[INPUT ROWS start]
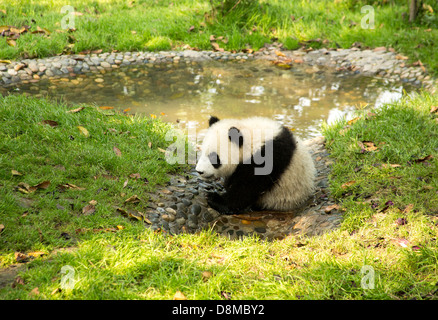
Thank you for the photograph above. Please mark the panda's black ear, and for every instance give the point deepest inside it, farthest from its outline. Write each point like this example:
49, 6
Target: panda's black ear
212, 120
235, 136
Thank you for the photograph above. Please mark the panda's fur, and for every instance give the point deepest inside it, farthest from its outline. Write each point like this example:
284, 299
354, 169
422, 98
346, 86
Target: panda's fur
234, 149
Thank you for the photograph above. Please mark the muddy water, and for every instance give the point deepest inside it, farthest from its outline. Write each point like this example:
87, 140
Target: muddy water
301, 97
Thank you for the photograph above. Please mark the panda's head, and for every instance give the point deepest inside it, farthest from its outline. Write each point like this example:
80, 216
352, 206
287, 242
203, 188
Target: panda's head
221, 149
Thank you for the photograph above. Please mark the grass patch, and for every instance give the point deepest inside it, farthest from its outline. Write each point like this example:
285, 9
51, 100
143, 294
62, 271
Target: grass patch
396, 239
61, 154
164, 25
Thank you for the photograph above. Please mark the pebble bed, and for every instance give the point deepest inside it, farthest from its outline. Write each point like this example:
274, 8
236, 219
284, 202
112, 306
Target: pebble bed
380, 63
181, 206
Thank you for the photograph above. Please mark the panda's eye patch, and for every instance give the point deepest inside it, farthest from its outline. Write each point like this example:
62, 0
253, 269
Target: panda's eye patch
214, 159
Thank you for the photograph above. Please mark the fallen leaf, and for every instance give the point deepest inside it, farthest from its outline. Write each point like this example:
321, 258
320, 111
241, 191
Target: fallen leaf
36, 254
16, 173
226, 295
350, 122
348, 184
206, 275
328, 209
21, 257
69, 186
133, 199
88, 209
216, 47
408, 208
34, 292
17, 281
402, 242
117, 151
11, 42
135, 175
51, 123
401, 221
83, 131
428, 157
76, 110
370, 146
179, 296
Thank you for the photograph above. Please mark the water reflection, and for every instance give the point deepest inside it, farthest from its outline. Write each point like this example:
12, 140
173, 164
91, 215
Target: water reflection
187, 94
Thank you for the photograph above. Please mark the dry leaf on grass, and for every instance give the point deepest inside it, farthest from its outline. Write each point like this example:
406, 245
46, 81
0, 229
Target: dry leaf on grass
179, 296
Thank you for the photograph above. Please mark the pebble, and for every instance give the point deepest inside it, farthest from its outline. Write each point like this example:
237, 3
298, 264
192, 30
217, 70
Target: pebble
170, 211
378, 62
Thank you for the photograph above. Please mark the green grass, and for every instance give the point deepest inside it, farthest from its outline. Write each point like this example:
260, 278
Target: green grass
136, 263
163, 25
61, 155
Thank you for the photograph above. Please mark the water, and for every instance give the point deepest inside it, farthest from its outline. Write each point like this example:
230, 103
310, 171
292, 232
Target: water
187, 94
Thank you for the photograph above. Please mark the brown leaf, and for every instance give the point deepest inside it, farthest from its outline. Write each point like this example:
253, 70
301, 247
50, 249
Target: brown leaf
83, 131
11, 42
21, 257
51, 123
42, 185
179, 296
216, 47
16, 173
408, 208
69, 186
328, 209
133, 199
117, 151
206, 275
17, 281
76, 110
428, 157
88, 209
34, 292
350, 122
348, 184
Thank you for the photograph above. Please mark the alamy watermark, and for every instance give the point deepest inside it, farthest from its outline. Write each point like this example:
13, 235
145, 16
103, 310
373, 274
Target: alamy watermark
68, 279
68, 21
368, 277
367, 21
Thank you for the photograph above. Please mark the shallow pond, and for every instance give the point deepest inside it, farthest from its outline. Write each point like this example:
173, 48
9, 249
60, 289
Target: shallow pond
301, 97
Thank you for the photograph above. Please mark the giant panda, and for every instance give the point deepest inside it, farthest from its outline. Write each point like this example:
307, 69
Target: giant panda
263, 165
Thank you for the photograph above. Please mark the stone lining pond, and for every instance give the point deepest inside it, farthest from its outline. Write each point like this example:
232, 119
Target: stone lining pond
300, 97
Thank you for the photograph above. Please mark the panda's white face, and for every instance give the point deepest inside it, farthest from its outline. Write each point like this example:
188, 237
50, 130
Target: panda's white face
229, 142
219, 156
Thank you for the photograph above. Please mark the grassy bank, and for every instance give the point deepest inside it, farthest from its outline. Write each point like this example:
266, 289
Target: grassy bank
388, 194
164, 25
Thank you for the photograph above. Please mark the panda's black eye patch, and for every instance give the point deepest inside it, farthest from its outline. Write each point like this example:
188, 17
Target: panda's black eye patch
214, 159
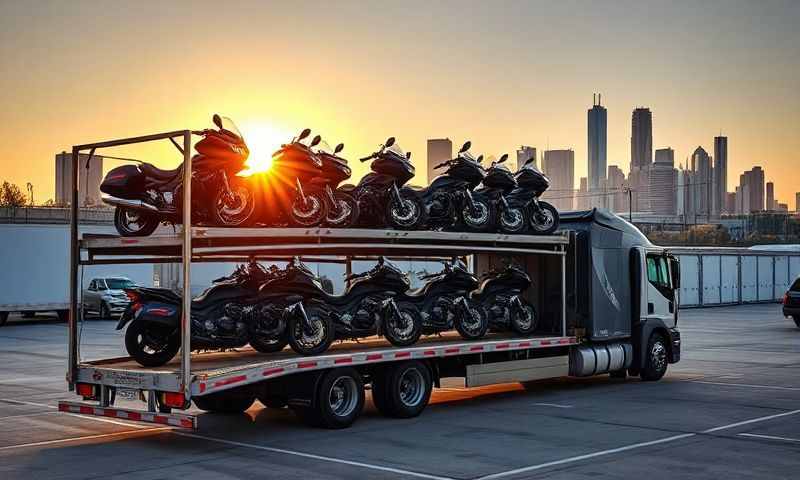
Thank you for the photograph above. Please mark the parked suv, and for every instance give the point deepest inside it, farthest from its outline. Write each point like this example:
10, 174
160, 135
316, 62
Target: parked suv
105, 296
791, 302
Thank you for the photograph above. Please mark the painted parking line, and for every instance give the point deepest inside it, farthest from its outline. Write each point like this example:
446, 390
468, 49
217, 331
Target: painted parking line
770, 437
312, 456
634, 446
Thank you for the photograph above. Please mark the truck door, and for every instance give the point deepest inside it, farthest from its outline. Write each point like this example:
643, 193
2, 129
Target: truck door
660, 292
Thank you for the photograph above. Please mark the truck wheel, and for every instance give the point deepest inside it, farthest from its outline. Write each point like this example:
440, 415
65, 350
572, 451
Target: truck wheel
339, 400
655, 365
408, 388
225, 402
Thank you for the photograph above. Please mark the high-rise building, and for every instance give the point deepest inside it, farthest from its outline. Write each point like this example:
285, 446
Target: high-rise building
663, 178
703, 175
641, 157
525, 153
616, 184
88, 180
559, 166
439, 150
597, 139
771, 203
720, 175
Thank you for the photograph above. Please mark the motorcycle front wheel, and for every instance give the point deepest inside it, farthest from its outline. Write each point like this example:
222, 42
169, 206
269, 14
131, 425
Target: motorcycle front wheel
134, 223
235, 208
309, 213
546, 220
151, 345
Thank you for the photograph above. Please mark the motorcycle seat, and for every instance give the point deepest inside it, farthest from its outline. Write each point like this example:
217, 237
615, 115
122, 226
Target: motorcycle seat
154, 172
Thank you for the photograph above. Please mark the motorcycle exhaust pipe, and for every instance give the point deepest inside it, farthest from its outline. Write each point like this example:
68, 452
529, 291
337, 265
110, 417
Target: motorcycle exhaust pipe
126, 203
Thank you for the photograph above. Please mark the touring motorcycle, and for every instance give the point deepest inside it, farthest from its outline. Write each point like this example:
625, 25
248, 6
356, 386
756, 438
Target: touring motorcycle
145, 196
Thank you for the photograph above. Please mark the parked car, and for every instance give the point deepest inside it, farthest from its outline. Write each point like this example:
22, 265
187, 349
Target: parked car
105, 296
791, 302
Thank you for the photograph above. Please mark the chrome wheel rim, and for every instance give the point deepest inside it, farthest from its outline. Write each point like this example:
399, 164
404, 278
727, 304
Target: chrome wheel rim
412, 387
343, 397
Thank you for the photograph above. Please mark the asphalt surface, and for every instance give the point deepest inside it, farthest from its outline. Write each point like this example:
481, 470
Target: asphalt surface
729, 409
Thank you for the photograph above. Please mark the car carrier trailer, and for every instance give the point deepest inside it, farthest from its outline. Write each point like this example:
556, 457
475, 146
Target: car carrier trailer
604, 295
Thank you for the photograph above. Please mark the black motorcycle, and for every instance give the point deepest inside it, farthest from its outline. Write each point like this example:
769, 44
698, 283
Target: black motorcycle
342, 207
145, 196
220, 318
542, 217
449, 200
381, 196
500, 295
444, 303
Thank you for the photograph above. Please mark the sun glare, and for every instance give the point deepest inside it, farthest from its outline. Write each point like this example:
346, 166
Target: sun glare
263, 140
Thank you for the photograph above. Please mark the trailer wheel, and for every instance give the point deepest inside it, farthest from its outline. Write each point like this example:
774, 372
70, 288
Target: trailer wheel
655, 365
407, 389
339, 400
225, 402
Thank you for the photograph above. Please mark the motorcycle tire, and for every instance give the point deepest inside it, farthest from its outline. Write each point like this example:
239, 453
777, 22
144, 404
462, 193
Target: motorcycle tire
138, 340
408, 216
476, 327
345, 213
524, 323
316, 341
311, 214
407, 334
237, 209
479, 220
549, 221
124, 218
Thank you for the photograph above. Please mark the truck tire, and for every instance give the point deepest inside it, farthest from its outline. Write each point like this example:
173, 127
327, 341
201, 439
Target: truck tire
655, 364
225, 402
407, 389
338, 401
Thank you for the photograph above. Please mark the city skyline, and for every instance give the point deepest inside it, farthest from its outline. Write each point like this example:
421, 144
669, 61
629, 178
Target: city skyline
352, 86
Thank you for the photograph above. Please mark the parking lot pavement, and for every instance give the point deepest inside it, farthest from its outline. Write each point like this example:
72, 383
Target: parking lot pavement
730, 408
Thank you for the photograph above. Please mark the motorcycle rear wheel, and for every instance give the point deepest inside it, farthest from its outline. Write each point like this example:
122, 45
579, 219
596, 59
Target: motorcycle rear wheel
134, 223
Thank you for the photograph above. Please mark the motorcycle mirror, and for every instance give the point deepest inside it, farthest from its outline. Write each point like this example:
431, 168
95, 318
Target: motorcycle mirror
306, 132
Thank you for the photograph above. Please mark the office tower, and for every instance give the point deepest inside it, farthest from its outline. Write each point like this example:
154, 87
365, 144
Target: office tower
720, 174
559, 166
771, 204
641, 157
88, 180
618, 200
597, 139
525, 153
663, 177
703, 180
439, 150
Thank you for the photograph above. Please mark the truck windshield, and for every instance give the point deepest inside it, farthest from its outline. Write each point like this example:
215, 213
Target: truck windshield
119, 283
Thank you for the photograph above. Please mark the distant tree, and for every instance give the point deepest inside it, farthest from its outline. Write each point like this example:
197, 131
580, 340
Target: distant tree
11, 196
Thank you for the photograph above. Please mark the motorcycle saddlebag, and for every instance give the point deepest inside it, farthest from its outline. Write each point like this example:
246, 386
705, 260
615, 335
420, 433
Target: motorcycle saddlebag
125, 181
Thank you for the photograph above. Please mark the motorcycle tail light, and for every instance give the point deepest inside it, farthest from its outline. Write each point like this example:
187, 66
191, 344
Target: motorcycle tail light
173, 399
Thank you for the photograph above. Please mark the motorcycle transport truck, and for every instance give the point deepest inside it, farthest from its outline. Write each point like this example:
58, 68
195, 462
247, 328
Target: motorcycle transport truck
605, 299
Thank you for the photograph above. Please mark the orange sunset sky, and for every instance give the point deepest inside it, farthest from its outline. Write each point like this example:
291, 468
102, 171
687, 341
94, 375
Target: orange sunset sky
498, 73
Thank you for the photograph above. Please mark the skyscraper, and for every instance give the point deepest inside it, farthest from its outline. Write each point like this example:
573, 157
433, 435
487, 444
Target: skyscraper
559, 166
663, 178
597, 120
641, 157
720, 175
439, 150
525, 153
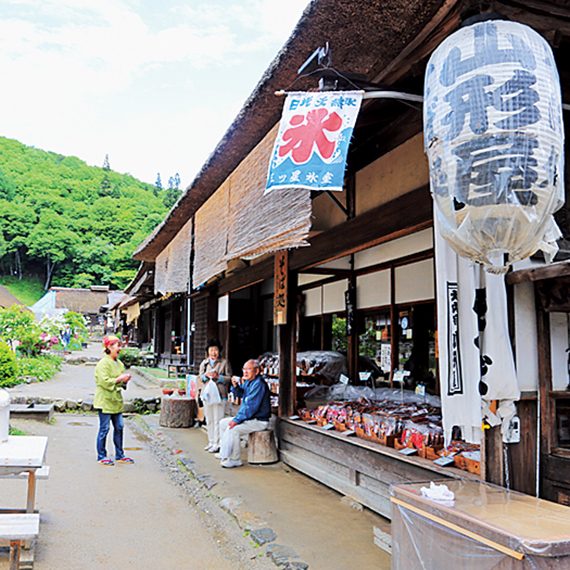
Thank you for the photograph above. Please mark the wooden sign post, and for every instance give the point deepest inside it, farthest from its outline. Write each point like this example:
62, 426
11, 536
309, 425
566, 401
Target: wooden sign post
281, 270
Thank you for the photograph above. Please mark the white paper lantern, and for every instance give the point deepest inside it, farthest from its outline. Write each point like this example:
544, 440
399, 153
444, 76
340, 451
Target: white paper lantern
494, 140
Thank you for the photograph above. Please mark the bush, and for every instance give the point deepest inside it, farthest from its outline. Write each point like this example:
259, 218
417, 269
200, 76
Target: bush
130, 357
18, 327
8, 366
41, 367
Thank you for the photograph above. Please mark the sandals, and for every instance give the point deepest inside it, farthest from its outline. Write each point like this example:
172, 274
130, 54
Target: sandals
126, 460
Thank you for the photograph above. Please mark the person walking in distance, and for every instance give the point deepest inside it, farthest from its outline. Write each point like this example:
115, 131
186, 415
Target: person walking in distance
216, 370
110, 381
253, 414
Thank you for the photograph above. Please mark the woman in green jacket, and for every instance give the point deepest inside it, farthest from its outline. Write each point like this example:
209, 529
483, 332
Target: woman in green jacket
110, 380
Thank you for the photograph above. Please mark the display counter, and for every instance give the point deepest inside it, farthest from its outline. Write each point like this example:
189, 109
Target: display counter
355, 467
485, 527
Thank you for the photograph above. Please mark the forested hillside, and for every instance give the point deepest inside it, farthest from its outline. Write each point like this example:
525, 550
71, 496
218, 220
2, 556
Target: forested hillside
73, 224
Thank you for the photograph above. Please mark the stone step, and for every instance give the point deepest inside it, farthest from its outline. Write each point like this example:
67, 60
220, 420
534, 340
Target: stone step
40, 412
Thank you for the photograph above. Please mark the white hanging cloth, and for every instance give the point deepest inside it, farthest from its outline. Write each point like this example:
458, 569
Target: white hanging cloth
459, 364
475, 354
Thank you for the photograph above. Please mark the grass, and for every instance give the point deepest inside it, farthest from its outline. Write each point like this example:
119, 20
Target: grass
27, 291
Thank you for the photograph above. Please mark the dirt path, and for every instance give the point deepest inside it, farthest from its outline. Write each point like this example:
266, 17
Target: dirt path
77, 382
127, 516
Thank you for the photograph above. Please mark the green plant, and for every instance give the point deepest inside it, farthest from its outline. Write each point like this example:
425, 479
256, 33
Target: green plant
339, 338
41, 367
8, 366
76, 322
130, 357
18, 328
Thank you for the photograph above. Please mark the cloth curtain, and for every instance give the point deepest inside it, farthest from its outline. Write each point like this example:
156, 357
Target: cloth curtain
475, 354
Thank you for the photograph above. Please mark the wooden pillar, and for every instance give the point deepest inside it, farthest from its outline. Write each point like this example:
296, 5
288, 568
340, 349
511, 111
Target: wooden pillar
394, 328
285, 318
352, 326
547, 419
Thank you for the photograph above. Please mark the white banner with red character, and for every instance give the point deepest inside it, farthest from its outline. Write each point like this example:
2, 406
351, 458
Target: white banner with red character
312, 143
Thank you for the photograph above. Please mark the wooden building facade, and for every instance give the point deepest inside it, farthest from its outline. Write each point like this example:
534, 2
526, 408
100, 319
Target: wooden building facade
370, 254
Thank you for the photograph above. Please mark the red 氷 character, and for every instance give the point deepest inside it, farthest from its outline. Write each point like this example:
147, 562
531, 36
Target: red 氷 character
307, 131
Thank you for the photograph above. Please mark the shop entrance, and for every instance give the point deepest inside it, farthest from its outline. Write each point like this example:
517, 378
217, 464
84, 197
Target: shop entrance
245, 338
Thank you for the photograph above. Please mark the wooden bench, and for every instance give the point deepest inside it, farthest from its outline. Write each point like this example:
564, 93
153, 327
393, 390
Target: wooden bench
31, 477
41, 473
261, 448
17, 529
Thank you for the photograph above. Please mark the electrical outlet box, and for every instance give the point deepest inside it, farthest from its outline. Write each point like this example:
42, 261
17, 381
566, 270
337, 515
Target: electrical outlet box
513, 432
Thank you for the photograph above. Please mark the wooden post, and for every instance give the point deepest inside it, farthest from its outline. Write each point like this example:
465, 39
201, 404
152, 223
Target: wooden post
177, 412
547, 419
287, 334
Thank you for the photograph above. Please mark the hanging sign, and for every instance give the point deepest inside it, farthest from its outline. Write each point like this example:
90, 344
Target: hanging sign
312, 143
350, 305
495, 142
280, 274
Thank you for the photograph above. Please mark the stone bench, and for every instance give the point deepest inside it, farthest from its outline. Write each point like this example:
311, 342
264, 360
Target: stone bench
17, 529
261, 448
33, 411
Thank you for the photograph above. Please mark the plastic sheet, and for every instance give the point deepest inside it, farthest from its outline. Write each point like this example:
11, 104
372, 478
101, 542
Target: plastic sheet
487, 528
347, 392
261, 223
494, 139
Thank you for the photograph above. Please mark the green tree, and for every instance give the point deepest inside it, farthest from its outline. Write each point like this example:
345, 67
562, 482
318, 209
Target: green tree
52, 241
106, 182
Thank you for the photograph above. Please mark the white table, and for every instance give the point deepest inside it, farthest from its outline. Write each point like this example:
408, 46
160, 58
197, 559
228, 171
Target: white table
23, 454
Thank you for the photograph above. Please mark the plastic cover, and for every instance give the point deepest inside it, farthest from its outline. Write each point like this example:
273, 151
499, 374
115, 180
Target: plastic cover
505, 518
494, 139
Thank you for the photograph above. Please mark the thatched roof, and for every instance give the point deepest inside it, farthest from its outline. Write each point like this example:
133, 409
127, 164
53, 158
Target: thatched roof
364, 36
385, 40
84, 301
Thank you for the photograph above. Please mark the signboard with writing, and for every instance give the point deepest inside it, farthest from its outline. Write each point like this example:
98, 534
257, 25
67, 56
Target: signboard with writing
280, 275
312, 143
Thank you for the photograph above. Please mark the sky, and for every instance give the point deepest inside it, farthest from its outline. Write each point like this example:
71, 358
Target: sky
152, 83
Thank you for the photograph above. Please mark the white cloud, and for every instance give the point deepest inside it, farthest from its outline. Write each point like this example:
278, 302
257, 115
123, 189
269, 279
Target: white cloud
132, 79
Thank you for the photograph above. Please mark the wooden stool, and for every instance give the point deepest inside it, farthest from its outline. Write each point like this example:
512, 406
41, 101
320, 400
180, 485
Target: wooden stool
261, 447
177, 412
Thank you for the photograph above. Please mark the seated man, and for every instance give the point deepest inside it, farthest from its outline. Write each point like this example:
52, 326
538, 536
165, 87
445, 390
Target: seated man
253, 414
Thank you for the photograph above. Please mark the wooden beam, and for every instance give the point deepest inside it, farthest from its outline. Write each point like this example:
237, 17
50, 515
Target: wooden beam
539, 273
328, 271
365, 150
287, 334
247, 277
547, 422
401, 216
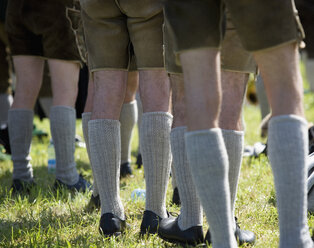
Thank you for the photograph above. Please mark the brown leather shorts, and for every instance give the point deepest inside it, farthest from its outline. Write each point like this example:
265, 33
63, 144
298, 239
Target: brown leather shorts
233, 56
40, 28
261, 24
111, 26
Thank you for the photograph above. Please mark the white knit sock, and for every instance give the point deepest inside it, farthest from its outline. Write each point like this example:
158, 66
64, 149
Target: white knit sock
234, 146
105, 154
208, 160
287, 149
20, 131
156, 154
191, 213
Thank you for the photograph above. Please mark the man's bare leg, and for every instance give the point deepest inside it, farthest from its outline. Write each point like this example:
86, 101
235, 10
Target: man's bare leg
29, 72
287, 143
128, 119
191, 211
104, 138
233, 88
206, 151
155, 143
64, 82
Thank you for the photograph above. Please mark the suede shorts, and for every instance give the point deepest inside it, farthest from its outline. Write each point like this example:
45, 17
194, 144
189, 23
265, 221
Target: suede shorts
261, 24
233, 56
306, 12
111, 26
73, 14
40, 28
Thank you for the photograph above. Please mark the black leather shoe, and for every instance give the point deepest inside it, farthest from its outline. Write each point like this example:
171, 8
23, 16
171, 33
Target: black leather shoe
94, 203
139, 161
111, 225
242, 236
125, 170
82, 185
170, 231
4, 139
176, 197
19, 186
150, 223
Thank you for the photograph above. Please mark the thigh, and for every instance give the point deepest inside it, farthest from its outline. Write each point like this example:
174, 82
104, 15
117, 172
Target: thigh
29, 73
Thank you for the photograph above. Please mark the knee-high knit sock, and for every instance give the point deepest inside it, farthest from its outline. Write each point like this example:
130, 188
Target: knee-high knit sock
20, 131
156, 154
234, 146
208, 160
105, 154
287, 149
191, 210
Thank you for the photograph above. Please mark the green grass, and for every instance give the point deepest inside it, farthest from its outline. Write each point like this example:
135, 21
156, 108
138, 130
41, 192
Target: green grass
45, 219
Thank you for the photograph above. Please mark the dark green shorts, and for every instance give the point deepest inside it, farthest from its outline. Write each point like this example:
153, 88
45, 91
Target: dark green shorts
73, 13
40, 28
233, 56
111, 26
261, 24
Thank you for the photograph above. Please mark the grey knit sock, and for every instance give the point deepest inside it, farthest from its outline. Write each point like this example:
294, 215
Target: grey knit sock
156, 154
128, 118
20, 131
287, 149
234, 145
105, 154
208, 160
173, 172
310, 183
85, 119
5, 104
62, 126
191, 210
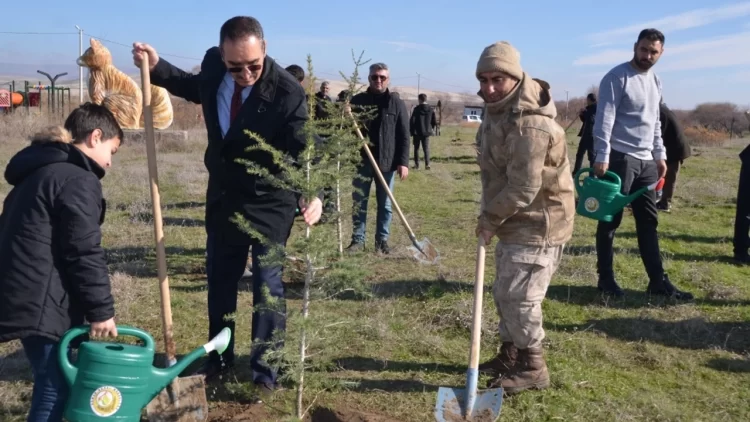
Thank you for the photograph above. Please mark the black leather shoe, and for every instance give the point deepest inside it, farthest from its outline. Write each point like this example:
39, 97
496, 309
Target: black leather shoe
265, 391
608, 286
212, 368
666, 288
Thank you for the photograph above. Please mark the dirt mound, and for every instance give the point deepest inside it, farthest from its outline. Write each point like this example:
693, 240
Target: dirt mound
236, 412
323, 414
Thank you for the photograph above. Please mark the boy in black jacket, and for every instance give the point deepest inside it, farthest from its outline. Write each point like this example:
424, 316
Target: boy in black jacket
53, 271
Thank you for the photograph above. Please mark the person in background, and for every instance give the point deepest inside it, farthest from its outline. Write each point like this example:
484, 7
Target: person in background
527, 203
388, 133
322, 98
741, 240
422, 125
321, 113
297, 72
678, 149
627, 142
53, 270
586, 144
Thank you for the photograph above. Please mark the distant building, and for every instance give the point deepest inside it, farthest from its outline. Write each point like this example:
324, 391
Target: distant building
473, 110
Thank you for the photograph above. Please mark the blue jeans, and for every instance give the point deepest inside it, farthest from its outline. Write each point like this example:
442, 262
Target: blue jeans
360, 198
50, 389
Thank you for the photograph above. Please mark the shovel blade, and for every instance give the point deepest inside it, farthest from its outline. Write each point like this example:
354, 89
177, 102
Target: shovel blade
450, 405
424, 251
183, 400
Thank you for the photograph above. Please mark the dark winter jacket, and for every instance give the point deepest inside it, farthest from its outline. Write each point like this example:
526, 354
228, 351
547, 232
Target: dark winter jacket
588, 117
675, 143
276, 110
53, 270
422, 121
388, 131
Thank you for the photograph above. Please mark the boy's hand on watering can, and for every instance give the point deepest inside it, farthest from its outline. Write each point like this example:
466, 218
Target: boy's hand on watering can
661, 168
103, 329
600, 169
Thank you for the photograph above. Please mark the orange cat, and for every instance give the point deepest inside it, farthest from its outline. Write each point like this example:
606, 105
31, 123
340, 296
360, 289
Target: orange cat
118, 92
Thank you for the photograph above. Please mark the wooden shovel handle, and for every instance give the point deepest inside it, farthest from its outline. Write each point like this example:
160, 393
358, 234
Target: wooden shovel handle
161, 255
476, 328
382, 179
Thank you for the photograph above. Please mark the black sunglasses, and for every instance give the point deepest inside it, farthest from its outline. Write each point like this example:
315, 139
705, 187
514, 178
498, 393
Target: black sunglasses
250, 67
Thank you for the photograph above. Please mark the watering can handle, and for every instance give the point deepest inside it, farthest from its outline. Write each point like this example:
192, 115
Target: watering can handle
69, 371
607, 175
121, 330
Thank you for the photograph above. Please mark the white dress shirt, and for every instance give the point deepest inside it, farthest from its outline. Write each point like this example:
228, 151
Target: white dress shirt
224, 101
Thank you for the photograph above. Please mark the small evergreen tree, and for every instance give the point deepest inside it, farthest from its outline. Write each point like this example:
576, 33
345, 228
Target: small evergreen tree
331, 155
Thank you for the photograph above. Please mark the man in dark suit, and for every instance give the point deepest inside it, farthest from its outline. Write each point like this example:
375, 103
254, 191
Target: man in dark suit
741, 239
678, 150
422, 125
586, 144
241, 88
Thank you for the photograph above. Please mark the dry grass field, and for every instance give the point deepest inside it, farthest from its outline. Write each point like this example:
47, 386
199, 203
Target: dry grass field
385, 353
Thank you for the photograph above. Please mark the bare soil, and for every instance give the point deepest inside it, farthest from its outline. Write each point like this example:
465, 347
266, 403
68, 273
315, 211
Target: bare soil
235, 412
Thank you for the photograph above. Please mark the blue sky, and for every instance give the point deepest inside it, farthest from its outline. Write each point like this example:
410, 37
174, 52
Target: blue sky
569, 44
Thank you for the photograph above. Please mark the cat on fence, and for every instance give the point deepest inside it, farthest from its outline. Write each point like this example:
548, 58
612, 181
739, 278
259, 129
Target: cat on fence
[INPUT ROWS end]
◆ **TASK BRIEF**:
Return the lines beginning at the one that contains "Thank you for the photograph above. Please mark the dry grass" and continuing through the last line of the data, exactly as they stand and without any others.

◆ **OUTPUT OF THE TASK**:
Thank you for the photograph above. Please mark the dry grass field, and for every instance give the point deepest inside it, farthest from its outline. Write each point like this example:
47, 386
199, 203
Target: dry grass field
385, 353
Thank you for the photograph above. Please mark the bare soil, and for every instance give the point deepest inside it, farthest from its outline. Write each point like this example:
465, 347
266, 403
68, 273
315, 211
Target: bare soil
235, 412
Thank you for the photograph above. Please mark the blue sky, and for every instance give the point deepest inside it, farthest from its outline. Write each point like this example:
410, 37
174, 52
Target: blue sky
569, 44
Thank you for the photograph above. Please mark the cat on fence, and for every instance give the point deepest inside it, farthest from its outline. Write each point like this example:
548, 58
612, 181
739, 278
259, 129
Target: cat on fence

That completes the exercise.